## TASK A
In the routing notes below, list each pair of alternatives that the section "Routing Goals" sets against each other.

[begin DOCUMENT EXTRACT]

Routing

Routing Goals

When to Route

Nonadaptive routing computes all possible routes at once, and then download them where needed (generally at night).  If need be, this can be done by a central host with a global view.  But this works poorly if equipment fails or congestion changes.  Adaptive routing computes routes as needed.  This requires the computation to be very fast, and requires routers to notice when distant parts of the network fail or become congested.

What to route

There are two choices.  You can route each packet individually, or you can route only the first packet, and have all other packets follow the same route, called session routing.  If you use session routing, you may or may not use the same route reversed for return traffic. IP routes independently.
Route each Session Routing

Where to route

Again there are two choices.  You can have each source do the entire routing, or have each router make there "next hop" decision.
Source routing Next Hop routing

Routing Algorithms

Cost Functions

All of the routing functions are going to look at the network as a graph, with each host a vertex and each link an edge.  They will then try and minimize the "cost" of a route.  But what is "cost".

Optimality Principal

A route between A and B is optimal only if for every host Q on that route the routes A -> Q and Q -> B are optimal.
 

Shortest Path

demo applet
Djikstra's Algorithm set to music.
For each node
    Set PATH to "", DIST to inf, and STATE to "temporary".
Set the source node DIST to 0.
While (1)
    Call the temporary node with the minimum DIST A.
    if A is the destination, exit with success
    For every link L from A, and the node at the end of that link N
        If (A.DIST+ distance(A,N) < N.DIST)
            N.DIST = A.DIST + distance(A, N)
            N.PATH = A
    A.STATE = "permenant"

Note on shortest path.

If the length of the path is L, and the fanout is F, the runtime cost is about L^F
Often it is quicker to search from both ends at the same time.  If ever there is a set of permenent nodes connecting the source and dest, the shortest path can be found.  The runtime cost can be 2*(L/2)^F.
The computation can be distributed, with each node simply querrying the neighbors.  This takes rounds equal to the diameter of the network.

Flooding

The algorithm is simple.  Send every incoming packet out every link, yet find a way to avoid infinity.  If a packet can be deliviered, it will (probably multiple times.  This is seriously costly in terms of wasted bandwidth, but sometimes that's OK (nuclear power plants, aircraft control systems, etc).  Interestingly, since it chooses every path, it also chooses the shortest path and therefore minimizes latency.

How to stop duplicated circulating forever.  1) Put a hopcount on each packet (start at the diameter of the network or so).  2) Have each node keep track, and only forward each packet exactly one time.

Flow Based Routing

Assume you have a known set of links and known stable traffic.  Put everything into a matrix, and optimize the global cost function (which unless carefully chosen might cause some traffic to see infinite delays).  Note that the algorithms above only optimize the local cost functions.  Also note that either there is central decision maker with all the data, or that data is replicated to every router.  Compare to flooding which requires no data at each node, or to shortest path which requires each node to only know about it's immediate neighbors.

[end DOCUMENT EXTRACT]

## TASK B
Locate every line in the rows below that contains the word "produce", and copy each of those lines.

[begin DATA TO USE]

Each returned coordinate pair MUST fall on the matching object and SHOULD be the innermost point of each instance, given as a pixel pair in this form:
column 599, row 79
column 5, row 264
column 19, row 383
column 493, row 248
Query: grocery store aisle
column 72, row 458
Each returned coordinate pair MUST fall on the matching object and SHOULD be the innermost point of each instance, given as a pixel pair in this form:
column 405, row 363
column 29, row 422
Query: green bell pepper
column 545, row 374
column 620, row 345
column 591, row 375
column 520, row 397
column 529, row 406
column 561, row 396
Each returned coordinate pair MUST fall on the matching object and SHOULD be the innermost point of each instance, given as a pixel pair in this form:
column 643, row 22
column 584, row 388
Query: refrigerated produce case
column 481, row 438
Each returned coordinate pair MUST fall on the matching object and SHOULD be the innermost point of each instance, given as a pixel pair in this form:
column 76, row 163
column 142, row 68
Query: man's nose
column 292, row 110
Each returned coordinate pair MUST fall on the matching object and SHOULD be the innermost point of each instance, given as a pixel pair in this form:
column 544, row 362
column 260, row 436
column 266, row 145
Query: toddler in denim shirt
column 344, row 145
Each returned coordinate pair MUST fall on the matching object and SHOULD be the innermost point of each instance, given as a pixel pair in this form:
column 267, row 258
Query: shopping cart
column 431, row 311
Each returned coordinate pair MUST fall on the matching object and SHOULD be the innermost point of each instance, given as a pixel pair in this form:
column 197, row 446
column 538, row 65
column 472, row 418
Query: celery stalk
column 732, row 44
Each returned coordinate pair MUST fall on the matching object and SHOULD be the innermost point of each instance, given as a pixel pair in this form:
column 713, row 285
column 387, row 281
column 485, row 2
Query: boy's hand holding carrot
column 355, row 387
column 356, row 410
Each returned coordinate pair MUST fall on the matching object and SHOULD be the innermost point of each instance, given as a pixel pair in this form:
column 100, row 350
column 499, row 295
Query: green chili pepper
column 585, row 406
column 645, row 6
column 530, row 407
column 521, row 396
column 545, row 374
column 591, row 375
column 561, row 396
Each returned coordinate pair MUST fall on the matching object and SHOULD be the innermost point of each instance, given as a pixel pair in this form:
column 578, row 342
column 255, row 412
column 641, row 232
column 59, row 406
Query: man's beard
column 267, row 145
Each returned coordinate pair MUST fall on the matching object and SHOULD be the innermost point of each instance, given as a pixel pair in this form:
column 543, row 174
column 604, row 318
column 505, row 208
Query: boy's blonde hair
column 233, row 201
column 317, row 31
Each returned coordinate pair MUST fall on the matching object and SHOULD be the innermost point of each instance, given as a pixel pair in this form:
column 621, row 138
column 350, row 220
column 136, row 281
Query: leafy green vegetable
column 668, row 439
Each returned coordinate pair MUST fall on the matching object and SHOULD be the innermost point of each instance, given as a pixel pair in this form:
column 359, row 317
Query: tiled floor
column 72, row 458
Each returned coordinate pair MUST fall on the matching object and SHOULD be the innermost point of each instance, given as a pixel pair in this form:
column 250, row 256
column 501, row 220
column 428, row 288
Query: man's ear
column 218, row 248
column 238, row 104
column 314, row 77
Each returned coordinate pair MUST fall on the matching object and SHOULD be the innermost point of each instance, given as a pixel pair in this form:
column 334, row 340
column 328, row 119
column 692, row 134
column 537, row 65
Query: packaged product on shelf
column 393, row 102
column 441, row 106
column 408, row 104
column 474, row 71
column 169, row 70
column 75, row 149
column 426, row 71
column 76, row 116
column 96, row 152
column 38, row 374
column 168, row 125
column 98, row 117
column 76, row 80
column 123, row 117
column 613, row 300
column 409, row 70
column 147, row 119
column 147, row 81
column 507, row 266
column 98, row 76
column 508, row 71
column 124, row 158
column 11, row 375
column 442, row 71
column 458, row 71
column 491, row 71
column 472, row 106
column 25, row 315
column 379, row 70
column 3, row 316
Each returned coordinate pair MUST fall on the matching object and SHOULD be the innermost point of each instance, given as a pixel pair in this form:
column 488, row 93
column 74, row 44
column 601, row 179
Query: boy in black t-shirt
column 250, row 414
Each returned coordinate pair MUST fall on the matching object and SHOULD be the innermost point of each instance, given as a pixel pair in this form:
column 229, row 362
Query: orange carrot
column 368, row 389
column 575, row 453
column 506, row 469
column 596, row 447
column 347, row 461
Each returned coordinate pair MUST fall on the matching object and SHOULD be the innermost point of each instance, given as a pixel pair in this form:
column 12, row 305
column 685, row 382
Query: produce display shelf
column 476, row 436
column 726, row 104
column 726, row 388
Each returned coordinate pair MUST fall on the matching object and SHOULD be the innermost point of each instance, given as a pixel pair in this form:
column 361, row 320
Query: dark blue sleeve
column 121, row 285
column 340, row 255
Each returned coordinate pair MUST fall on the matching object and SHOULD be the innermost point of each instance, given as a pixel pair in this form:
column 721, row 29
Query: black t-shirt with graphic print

[end DATA TO USE]

## RESULT A
- Nonadaptive routing versus adaptive routing
- Routing each packet individually versus session routing
- Source routing versus next hop routing

## RESULT B
Query: refrigerated produce case
Query: produce display shelf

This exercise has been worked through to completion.